__PROBLEM TO WORK ON__.
Transcribe every line of the data below without changing anything.

__INPUT MATERIAL__.

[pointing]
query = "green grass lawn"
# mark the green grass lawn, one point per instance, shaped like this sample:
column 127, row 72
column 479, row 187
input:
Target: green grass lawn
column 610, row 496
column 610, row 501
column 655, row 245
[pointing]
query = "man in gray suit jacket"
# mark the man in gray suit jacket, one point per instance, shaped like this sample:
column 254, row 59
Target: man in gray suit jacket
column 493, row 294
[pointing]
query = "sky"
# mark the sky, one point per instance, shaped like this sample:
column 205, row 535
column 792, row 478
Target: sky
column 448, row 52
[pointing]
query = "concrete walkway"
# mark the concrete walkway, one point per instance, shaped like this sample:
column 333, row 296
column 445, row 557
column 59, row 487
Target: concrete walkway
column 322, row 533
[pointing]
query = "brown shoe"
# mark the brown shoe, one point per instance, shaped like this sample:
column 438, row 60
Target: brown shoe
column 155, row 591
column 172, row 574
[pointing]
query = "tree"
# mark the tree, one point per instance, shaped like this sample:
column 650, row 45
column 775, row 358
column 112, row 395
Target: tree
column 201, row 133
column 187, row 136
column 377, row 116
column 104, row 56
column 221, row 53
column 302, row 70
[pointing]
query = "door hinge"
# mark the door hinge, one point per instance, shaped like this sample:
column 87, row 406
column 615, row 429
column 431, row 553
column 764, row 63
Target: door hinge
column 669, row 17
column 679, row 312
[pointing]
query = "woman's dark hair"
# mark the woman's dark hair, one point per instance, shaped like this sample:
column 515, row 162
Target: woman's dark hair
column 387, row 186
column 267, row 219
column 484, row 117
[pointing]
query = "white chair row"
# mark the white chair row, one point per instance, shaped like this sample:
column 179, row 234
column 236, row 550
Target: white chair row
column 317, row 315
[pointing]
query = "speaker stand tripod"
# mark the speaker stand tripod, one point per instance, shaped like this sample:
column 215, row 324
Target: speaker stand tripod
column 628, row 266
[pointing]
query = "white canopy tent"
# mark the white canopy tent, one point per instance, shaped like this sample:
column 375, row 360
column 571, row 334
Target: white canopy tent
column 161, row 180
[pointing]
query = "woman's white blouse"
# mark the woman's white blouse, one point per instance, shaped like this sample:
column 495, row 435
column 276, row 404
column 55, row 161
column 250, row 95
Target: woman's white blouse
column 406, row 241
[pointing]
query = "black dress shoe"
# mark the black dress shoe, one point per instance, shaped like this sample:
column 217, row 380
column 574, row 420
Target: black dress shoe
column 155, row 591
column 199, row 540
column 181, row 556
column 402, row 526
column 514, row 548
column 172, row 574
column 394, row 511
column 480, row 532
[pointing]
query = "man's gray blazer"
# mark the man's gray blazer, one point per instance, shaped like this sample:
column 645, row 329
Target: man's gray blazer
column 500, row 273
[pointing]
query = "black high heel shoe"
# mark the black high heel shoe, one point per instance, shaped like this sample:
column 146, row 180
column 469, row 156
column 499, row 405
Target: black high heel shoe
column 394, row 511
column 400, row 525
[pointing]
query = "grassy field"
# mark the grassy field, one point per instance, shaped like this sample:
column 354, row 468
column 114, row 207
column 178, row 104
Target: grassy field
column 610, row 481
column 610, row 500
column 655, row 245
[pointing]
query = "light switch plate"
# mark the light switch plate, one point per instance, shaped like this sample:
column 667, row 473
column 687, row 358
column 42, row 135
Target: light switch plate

__SOLUTION TO THIS TASK__.
[pointing]
query = "green grass lawn"
# mark the green grass lawn, one point per instance, shaped like this sample:
column 127, row 72
column 479, row 187
input:
Target: green grass lawn
column 610, row 496
column 610, row 501
column 655, row 245
[pointing]
query = "man in gray suit jacket"
# mark the man in gray suit jacket, one point per instance, shaped like this sample:
column 254, row 59
Target: man in gray suit jacket
column 493, row 294
[pointing]
query = "sky"
# mark the sky, one point per instance, shaped like this sample:
column 205, row 535
column 792, row 478
Target: sky
column 448, row 52
[pointing]
query = "concrete walkway"
# mark the concrete walkway, one point per instance, shaped like this sample:
column 333, row 296
column 445, row 557
column 59, row 487
Target: concrete walkway
column 322, row 533
[pointing]
query = "brown shoe"
# mark the brown shoe, one point per instance, shaped like this sample:
column 438, row 60
Target: brown shoe
column 155, row 591
column 172, row 574
[pointing]
query = "tree"
# mark the tree, one point per instance, shaped like this sample:
column 650, row 45
column 775, row 358
column 112, row 395
Target: tree
column 201, row 133
column 187, row 136
column 377, row 116
column 104, row 56
column 221, row 53
column 302, row 70
[pointing]
query = "door hinge"
# mark the door hinge, one point per instance, shaped like this sample:
column 87, row 406
column 615, row 429
column 431, row 553
column 764, row 63
Target: door hinge
column 669, row 17
column 679, row 312
[pointing]
query = "woman's dark hair"
# mark the woman's dark hair, one point per instance, shaped like this sample:
column 515, row 162
Target: woman's dark hair
column 387, row 186
column 267, row 219
column 484, row 117
[pointing]
query = "white chair row"
# mark the white chair row, one point per instance, shaped like this sample:
column 179, row 234
column 236, row 550
Target: white chair row
column 317, row 315
[pointing]
query = "speaker stand tripod"
# mark the speaker stand tripod, one point per instance, shaped like this sample:
column 215, row 324
Target: speaker stand tripod
column 628, row 266
[pointing]
query = "white canopy tent"
# mark the white canopy tent, one point per instance, shaped like this sample:
column 375, row 360
column 571, row 334
Target: white canopy tent
column 161, row 180
[pointing]
query = "woman's white blouse"
# mark the woman's white blouse, one point per instance, shaped like this sample:
column 495, row 435
column 276, row 404
column 55, row 161
column 250, row 95
Target: woman's white blouse
column 406, row 241
[pointing]
query = "black dress shoe"
# mark the black dress shoe, one point per instance, shaped like this sample:
column 217, row 380
column 574, row 420
Target: black dress shoe
column 155, row 591
column 199, row 540
column 181, row 556
column 402, row 526
column 514, row 548
column 172, row 574
column 394, row 511
column 480, row 532
[pointing]
query = "man's gray blazer"
# mark the man's gray blazer, one point per instance, shaped like this sample:
column 645, row 329
Target: man's gray blazer
column 500, row 273
[pointing]
query = "black high heel shoe"
# mark the black high heel shoe, one point per instance, shaped like this sample:
column 146, row 180
column 469, row 156
column 499, row 405
Target: black high heel shoe
column 394, row 511
column 400, row 525
[pointing]
query = "grassy field"
# mark the grassy field, one point per instance, shaped like this sample:
column 354, row 468
column 114, row 207
column 178, row 104
Target: grassy field
column 610, row 481
column 610, row 500
column 655, row 245
[pointing]
query = "light switch plate"
# mark the light switch plate, one point per instance, shaped like this sample:
column 667, row 473
column 687, row 358
column 42, row 135
Target: light switch plate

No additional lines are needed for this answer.